(EXERCISE INPUTS Opens)

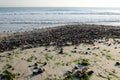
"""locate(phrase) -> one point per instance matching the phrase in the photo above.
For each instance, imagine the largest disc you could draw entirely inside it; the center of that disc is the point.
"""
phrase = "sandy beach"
(70, 52)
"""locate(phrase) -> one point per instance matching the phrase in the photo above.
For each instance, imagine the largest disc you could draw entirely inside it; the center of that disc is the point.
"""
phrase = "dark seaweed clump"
(58, 36)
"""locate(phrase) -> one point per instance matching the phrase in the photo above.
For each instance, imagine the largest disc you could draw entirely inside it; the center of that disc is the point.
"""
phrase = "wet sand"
(96, 50)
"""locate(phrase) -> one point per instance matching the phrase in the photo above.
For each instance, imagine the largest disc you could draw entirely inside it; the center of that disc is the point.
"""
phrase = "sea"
(14, 19)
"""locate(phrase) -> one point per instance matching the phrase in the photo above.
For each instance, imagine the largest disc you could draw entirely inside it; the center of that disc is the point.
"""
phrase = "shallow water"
(21, 19)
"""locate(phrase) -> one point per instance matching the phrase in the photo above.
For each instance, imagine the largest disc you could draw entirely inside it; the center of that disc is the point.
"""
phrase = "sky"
(59, 3)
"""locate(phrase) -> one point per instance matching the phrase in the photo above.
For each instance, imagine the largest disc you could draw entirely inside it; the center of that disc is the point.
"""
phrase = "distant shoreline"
(58, 36)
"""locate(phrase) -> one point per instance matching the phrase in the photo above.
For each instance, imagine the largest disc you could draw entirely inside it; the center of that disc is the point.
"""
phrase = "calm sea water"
(21, 19)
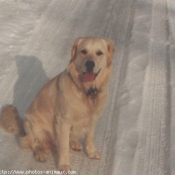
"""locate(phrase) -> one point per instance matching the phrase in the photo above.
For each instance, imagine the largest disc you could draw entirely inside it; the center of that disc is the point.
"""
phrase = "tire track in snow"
(151, 158)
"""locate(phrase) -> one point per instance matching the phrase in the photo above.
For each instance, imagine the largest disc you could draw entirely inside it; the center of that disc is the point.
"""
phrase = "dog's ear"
(111, 50)
(74, 48)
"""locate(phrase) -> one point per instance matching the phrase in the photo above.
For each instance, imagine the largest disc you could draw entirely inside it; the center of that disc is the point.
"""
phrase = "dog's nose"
(90, 65)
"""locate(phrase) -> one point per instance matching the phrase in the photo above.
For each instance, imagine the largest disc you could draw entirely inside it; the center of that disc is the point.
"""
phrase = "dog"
(68, 107)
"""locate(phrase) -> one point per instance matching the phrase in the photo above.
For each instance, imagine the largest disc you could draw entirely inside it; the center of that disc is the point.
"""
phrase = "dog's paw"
(75, 145)
(94, 155)
(64, 168)
(40, 155)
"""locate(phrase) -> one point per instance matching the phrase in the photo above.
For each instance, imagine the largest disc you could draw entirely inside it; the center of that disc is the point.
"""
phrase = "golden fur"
(63, 111)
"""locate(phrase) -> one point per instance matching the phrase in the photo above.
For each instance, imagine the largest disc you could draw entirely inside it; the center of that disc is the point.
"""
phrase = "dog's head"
(91, 56)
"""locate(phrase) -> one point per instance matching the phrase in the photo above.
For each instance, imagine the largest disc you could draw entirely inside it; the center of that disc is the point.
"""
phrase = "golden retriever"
(68, 106)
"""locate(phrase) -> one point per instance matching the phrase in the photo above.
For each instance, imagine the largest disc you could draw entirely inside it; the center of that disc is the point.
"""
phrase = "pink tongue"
(89, 76)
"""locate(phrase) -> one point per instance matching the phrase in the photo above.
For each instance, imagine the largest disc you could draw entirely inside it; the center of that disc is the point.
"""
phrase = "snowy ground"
(136, 132)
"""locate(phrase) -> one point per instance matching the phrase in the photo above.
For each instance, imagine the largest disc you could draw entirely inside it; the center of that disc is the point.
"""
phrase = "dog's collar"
(91, 92)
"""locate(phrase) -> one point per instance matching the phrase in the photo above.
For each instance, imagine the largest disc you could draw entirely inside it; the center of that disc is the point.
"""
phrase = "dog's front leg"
(91, 150)
(63, 132)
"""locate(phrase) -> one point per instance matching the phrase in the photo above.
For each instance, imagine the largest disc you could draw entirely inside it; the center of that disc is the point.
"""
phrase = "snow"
(136, 132)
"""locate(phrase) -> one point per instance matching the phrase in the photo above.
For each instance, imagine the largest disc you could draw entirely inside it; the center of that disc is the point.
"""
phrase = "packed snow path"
(136, 133)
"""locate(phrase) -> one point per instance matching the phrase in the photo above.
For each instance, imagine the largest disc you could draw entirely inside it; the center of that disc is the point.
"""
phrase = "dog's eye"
(99, 53)
(84, 52)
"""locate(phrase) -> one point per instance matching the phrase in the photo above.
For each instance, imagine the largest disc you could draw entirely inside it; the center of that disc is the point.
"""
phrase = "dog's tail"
(11, 122)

(EXERCISE INPUTS Closes)

Write out every line above exactly as it is, leaving out the pictures.

THE ANSWER »
"""locate(phrase) -> one point per instance matching the phrase in the photo above.
For each instance, imagine the largest disc you could draw entirely inside it; the center of that disc is the point.
"""
phrase = "sandy beach"
(70, 52)
"""locate(phrase) -> one point per instance matching the phrase in the photo above.
For each instance, imagine the largest disc you could draw entirely inside it; the center of that disc is the point.
"""
phrase = "dark seaweed clump"
(58, 36)
"""locate(phrase) -> one point per instance matching the phrase in the photo above.
For each instance, imagine the largest disc you could draw entirely inside it; the center of that disc is the point.
"""
phrase = "wet sand"
(96, 50)
"""locate(phrase) -> one point per instance matching the phrase in the photo above.
For each instance, imagine the largest disc you could draw entirely inside it; the center of that disc is the point.
"""
phrase = "sea"
(14, 19)
"""locate(phrase) -> one point per instance matching the phrase in the photo above.
For each instance, imagine the largest disc you could draw entirely inside it; the center of that disc is the point.
"""
phrase = "shallow water"
(21, 19)
"""locate(phrase) -> one point per instance matching the phrase in the photo above.
For each instance, imagine the largest disc you could draw entirely inside it; the center of that disc is the point.
"""
phrase = "sky"
(59, 3)
"""locate(phrase) -> one point per instance matching the phrase in the photo above.
For each instance, imagine the largest disc you could draw entirely inside it; the center of that disc is the point.
"""
phrase = "distant shoreline"
(58, 36)
"""locate(phrase) -> one point per instance matching the phrase in the photo above.
For each instance, imagine the largest disc you could draw entirely inside it; the center of that disc is the point.
"""
phrase = "calm sea water"
(21, 19)
"""locate(phrase) -> one point per instance matching the phrase in the photo above.
For each instance, imagine the largest disc you could draw entirely inside it; the center of that disc is the point.
"""
phrase = "tire track in snow"
(151, 158)
"""locate(phrase) -> one point per instance matching the phrase in the photo above.
For each instance, imagine the largest disc you could draw entirely inside it; the center of that disc is the point.
"""
phrase = "dog's ear"
(111, 50)
(74, 48)
"""locate(phrase) -> one point per instance matching the phrase in the photo above.
For each instance, imagine the largest disc you could draw entirely inside it; the center of that disc is the point.
"""
phrase = "dog's nose"
(90, 65)
"""locate(phrase) -> one point per instance matching the phrase in the photo above.
For each instance, imagine the largest disc you could draw entirely inside it; the center of that disc is the point.
"""
phrase = "dog"
(68, 107)
"""locate(phrase) -> one point per instance matching the phrase in the photo above.
For each instance, imagine the largest disc you could draw entirely inside it; the center of that disc is the point.
"""
phrase = "dog's paw"
(75, 145)
(94, 155)
(64, 168)
(40, 155)
"""locate(phrase) -> one point per instance matching the phrase in the photo above.
For each instance, imagine the largest disc you could draw entirely inside it; the center of that disc is the point.
"""
phrase = "golden fur"
(63, 111)
"""locate(phrase) -> one point per instance matching the phrase in the photo above.
For each instance, imagine the largest disc you could draw entirely inside it; the center of that disc is the point.
"""
phrase = "dog's head"
(91, 56)
"""locate(phrase) -> one point per instance matching the phrase in the photo above.
For each instance, imagine the largest disc you could draw entirely inside it; the center of that disc is the point.
"""
phrase = "golden retriever"
(68, 106)
"""locate(phrase) -> one point per instance matching the phrase in the photo above.
For each instance, imagine the largest disc you could draw entirely inside it; the center of that disc is the point.
"""
phrase = "pink tongue"
(89, 76)
"""locate(phrase) -> one point per instance matching the phrase in the photo above.
For each instance, imagine the largest disc you could draw entirely inside it; the center of that disc is the point.
"""
phrase = "snowy ground"
(136, 132)
"""locate(phrase) -> one point per instance matching the phrase in the photo above.
For each instance, imagine the largest disc you could draw entirely inside it; the center of that disc is the point.
"""
phrase = "dog's collar"
(91, 92)
"""locate(phrase) -> one point per instance matching the phrase in the photo above.
For each instance, imagine the largest disc you could draw entirely inside it; the center of that disc is the point.
"""
phrase = "dog's front leg"
(91, 150)
(63, 132)
"""locate(phrase) -> one point per instance matching the phrase in the photo above.
For each instance, imagine the largest disc you could draw entirely inside it; the center of that disc is the point.
"""
phrase = "snow"
(136, 132)
"""locate(phrase) -> one point per instance matching the phrase in the photo above.
For each instance, imagine the largest disc you could draw entirely inside it; the center of that disc is the point.
"""
phrase = "packed snow path"
(136, 133)
"""locate(phrase) -> one point per instance matching the phrase in the photo above.
For each instance, imagine the largest disc you could draw entirely inside it; the center of that disc is the point.
"""
phrase = "dog's eye"
(99, 53)
(84, 52)
"""locate(phrase) -> one point per instance matching the phrase in the photo above.
For each instance, imagine the largest disc you could draw entirely inside it; the center of that disc is the point.
"""
phrase = "dog's tail"
(11, 122)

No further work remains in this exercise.